#### PROVIDED MATERIAL
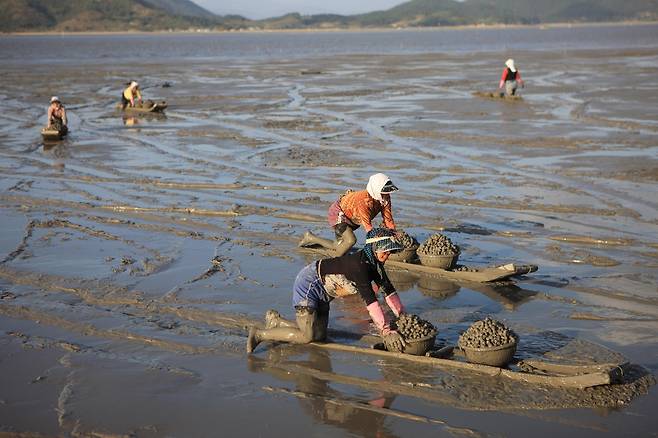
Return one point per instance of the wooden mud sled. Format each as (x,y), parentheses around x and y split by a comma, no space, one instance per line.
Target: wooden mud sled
(528,371)
(480,275)
(146,107)
(53,134)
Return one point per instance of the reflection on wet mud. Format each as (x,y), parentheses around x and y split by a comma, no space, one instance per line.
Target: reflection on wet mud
(317,397)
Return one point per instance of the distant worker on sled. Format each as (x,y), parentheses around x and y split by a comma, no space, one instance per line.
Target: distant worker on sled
(57,116)
(129,94)
(510,79)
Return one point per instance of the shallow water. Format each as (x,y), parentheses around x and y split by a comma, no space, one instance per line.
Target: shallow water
(135,251)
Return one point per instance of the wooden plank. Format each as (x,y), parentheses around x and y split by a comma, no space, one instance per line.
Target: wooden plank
(481,276)
(578,381)
(566,369)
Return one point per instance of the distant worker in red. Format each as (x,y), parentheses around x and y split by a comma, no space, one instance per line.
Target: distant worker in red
(510,78)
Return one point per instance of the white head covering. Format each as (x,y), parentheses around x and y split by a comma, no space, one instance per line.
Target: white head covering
(375,184)
(510,64)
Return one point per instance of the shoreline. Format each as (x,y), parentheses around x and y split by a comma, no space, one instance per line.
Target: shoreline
(541,26)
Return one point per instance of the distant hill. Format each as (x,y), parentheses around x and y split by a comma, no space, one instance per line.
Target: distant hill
(147,15)
(419,13)
(107,15)
(450,12)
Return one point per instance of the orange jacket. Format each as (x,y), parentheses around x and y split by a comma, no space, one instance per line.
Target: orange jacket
(361,209)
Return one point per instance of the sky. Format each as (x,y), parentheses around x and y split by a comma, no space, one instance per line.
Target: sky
(257,9)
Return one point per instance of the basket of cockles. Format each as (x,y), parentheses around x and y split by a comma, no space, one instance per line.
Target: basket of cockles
(489,342)
(438,252)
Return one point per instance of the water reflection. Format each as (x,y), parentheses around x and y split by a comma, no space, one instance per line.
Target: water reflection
(317,398)
(58,151)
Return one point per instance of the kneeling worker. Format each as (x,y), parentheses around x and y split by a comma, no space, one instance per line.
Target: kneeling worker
(323,280)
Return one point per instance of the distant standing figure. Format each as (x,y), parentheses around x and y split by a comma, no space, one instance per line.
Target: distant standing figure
(129,94)
(510,78)
(57,116)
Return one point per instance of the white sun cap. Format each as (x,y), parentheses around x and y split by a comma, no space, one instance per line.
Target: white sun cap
(510,64)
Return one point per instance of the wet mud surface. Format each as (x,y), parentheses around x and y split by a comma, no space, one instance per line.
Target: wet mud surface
(134,252)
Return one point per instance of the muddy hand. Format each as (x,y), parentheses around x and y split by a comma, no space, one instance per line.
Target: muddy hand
(394,341)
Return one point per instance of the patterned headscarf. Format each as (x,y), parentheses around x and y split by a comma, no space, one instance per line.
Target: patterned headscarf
(380,240)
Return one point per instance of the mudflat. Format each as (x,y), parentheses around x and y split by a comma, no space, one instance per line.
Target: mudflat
(134,252)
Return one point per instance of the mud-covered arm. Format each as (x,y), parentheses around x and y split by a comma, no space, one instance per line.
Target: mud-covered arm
(364,214)
(50,116)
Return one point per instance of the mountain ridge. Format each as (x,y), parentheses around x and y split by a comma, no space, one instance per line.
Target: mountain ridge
(152,15)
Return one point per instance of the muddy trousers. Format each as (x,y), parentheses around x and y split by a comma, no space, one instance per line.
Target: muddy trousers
(311,325)
(510,87)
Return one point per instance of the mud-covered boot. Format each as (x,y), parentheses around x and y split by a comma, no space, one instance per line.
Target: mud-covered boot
(253,340)
(272,318)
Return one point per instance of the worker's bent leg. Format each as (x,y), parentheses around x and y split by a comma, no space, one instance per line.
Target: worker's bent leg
(307,327)
(273,319)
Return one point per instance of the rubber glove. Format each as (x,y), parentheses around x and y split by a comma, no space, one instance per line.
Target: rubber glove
(393,301)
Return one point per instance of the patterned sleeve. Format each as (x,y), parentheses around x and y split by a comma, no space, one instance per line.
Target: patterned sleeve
(387,214)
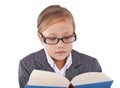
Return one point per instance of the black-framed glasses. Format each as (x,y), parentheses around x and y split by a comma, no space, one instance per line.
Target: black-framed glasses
(54,40)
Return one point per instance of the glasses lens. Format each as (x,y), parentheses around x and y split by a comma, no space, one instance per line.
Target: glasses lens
(69,39)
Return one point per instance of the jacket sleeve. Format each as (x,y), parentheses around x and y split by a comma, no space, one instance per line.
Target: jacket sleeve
(26,66)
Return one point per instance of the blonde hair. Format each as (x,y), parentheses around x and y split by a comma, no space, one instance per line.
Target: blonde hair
(51,15)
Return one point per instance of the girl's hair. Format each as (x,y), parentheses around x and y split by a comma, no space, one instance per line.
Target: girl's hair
(51,15)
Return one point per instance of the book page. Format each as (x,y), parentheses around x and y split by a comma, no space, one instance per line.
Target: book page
(90,77)
(45,78)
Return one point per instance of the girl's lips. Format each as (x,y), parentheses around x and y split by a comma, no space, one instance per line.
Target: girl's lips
(61,52)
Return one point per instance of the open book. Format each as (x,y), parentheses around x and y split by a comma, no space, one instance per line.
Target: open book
(45,79)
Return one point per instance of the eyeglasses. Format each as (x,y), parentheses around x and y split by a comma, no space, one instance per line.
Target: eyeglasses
(54,40)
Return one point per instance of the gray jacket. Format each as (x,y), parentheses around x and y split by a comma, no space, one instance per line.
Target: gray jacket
(81,63)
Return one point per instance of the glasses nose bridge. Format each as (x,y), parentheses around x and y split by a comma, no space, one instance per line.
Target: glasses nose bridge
(60,39)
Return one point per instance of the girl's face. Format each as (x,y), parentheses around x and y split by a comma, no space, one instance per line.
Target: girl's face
(60,50)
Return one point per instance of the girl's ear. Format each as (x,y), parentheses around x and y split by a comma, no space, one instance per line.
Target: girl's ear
(40,38)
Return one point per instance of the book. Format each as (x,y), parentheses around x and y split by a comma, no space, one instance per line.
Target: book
(45,79)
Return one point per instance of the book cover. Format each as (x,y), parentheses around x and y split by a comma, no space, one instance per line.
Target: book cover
(45,79)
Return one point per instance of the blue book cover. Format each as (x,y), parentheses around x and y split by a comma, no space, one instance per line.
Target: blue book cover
(45,79)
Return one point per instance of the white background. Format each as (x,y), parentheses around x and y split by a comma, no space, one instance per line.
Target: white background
(97,28)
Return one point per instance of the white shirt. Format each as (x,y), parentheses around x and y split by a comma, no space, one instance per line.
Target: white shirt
(53,65)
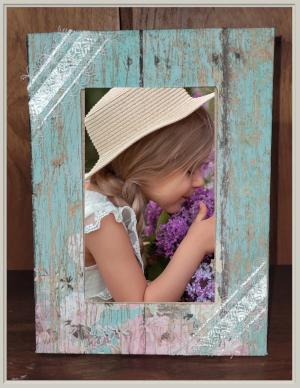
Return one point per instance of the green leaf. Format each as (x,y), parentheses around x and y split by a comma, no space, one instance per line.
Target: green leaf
(162,219)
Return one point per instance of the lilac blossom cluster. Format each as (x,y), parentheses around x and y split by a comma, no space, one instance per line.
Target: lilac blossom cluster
(167,236)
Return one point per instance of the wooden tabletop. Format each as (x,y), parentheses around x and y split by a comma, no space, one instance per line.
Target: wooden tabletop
(24,364)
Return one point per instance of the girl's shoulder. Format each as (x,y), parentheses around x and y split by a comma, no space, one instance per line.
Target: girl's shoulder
(98,205)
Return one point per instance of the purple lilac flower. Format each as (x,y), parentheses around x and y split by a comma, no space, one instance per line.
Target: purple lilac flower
(152,213)
(201,287)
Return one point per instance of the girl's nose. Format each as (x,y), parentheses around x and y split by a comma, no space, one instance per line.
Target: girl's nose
(198,180)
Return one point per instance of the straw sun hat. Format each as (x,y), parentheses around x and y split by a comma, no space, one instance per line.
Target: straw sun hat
(124,115)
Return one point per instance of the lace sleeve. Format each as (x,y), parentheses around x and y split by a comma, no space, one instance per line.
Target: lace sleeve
(93,221)
(97,207)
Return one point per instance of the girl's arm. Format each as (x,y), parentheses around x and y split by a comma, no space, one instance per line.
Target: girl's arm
(122,274)
(171,283)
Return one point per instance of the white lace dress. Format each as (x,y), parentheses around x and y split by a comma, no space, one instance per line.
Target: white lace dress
(96,206)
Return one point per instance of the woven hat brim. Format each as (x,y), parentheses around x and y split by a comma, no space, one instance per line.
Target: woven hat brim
(193,105)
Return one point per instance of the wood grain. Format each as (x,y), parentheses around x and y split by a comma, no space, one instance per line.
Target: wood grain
(21,21)
(24,364)
(234,61)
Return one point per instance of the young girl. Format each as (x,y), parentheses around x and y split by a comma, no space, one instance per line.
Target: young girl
(151,143)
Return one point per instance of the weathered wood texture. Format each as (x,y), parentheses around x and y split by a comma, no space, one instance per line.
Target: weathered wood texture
(21,21)
(24,364)
(247,17)
(239,63)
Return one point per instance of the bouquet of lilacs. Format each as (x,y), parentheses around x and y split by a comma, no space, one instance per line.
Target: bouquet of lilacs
(164,232)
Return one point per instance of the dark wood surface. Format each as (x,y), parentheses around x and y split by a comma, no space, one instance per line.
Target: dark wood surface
(23,20)
(23,363)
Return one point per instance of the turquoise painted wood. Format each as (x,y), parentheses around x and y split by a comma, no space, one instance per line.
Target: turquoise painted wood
(239,64)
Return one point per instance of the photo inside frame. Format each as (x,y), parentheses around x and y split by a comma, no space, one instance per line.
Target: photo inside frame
(155,226)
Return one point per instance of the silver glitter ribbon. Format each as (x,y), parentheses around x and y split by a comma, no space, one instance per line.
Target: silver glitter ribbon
(241,309)
(61,71)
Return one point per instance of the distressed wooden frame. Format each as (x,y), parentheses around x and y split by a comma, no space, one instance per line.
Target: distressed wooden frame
(239,63)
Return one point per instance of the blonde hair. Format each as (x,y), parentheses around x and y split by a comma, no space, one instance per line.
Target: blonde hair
(181,146)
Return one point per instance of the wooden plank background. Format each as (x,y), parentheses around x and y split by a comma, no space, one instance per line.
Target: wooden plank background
(21,21)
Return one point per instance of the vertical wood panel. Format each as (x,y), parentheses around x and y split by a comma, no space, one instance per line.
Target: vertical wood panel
(21,21)
(247,17)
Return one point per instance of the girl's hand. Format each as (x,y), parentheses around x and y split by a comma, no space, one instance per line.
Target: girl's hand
(205,229)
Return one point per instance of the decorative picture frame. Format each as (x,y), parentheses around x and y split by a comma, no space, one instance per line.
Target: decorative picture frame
(239,64)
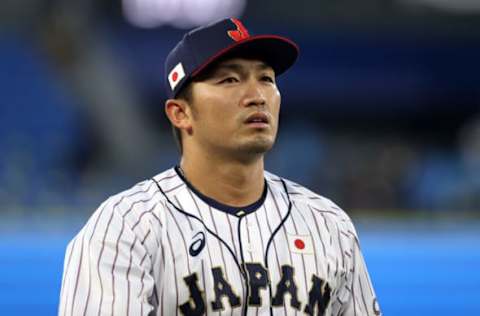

#### OBJECTIVE
Copy the records from the line with "Return one point per instance of the decorative" through the end of the records, leaving out the pictures.

#### WORKED ANSWER
Return one point per instance of the decorative picture frame. Format each as (x,y), parentheses around x and y split by a comma, no space, one instance per line.
Target: decorative picture frame
(239,64)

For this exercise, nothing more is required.